** BEGIN Records for processing **

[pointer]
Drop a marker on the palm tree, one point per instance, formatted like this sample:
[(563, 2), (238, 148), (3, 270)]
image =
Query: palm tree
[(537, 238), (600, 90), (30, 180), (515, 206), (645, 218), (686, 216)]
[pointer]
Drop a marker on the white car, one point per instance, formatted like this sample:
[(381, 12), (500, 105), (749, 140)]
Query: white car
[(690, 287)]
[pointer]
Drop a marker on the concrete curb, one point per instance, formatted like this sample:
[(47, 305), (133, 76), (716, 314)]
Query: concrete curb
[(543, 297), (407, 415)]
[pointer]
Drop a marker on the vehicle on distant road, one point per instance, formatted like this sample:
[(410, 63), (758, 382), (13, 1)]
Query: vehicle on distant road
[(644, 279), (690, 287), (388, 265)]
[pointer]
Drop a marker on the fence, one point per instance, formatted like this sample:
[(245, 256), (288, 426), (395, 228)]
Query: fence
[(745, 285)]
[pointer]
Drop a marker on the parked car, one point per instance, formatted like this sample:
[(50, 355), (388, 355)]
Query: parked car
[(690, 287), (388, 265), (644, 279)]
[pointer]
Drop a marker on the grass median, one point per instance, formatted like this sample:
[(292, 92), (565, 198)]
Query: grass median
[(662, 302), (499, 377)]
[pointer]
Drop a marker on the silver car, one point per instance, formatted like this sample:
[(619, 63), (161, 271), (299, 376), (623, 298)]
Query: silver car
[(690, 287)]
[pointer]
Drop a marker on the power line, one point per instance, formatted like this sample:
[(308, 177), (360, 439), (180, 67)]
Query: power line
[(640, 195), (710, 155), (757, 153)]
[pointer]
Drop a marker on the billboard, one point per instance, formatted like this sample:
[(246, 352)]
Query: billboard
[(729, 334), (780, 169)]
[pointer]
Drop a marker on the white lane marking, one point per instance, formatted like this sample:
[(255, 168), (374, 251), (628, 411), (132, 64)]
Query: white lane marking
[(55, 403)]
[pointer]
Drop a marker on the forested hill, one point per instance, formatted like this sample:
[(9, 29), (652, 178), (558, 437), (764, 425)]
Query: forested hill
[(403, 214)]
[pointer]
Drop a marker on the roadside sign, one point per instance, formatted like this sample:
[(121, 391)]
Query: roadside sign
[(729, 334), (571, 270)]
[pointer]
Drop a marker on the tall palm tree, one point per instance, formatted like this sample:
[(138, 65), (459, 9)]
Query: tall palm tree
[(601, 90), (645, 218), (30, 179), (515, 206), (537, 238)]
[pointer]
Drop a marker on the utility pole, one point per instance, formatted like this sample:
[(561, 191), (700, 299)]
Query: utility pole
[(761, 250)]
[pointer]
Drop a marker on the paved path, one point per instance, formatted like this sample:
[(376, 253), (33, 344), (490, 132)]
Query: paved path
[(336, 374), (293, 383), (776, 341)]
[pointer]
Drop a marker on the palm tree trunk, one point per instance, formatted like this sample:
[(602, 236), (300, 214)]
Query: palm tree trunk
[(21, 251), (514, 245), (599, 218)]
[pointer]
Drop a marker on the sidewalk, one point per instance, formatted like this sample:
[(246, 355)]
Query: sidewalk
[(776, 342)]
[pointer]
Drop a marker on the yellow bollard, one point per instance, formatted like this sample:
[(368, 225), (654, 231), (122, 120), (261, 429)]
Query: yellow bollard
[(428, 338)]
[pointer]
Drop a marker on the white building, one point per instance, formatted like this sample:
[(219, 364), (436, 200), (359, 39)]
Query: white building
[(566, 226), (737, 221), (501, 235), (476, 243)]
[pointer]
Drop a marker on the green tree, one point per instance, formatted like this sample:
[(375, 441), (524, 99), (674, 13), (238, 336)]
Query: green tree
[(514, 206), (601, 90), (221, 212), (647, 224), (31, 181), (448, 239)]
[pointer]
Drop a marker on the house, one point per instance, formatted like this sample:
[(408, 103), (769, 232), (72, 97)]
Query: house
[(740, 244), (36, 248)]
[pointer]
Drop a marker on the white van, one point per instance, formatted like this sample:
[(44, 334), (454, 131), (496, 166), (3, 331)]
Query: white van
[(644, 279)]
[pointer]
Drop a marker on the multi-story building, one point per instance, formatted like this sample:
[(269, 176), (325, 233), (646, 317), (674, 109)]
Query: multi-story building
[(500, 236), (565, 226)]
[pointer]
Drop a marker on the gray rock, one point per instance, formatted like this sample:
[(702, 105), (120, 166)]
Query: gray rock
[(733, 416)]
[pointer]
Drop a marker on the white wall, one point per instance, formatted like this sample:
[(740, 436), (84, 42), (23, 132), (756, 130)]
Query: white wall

** END Records for processing **

• Problem to work on:
Copy the material above verbatim, starting at its first line and ending at the line that contains "218), (686, 216)]".

• Output of the exercise:
[pointer]
Drop a marker on the palm tree, one point per instance, formatted like this sample:
[(563, 2), (238, 148), (3, 270)]
image =
Query: palm tree
[(537, 238), (600, 90), (30, 180), (515, 206), (645, 218), (686, 216)]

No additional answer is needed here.